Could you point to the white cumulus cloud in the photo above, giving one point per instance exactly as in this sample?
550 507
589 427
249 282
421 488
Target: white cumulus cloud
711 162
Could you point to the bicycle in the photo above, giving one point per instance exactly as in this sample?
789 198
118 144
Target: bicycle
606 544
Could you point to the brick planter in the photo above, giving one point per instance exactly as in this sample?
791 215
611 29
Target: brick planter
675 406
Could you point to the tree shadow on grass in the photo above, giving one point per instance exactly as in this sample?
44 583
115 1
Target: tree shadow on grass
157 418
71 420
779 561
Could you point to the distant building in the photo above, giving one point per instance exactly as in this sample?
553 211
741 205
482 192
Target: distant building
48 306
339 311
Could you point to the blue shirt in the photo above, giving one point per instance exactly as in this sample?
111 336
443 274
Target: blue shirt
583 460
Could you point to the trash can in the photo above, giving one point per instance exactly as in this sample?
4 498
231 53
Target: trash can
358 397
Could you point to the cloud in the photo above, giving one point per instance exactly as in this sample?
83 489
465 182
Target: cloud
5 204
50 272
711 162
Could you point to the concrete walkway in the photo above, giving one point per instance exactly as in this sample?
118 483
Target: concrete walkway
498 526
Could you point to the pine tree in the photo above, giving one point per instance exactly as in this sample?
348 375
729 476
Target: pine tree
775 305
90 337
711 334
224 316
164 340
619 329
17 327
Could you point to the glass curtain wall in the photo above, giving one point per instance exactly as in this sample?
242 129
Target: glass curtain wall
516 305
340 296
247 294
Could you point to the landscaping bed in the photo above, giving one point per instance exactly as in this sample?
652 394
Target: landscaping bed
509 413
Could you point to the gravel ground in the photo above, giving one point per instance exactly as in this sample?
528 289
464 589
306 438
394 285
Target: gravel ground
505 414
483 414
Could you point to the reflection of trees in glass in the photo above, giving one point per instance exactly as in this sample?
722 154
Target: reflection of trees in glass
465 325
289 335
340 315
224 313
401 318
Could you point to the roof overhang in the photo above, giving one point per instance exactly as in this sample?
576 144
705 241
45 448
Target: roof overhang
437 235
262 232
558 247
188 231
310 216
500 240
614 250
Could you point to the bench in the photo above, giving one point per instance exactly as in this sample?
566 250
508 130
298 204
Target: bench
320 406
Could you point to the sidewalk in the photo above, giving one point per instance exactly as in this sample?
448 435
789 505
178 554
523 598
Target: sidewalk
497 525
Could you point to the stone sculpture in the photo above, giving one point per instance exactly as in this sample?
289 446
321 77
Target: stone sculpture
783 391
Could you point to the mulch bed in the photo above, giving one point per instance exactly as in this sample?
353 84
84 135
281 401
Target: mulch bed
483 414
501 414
● ● ● ● ●
** WORK INSTRUCTIONS **
Put the material from the line containing "Could you point to the bench" through the end of the material into a Markdown table with the columns Row and Line. Give one row per line, leaving out blank lines.

** SOLUTION BELOW **
| Row | Line |
|---|---|
| 1 | Could you point to the bench in the photo above, giving one point per instance exactly as in this sample? |
| 2 | 566 250 |
| 3 | 508 130 |
| 4 | 298 204 |
| 5 | Target: bench |
| 6 | 320 406 |
| 7 | Could you point to the sidewalk in the photo above, giving one point per instance exactly as in this sample? |
| 8 | 448 435 |
| 9 | 789 505 |
| 10 | 178 554 |
| 11 | 523 598 |
| 12 | Target: sidewalk |
| 13 | 497 525 |
| 14 | Could you point to the stone sculpture in the photo above, giving one point per instance exactly as in this sample? |
| 15 | 289 446 |
| 16 | 321 77 |
| 17 | Target: stone sculpture |
| 18 | 783 391 |
| 19 | Could you point to the mulch bed in the photo above, giving one point per instance exactly as in this sample? |
| 20 | 353 84 |
| 21 | 84 135 |
| 22 | 281 401 |
| 23 | Target: mulch bed |
| 24 | 483 414 |
| 25 | 501 414 |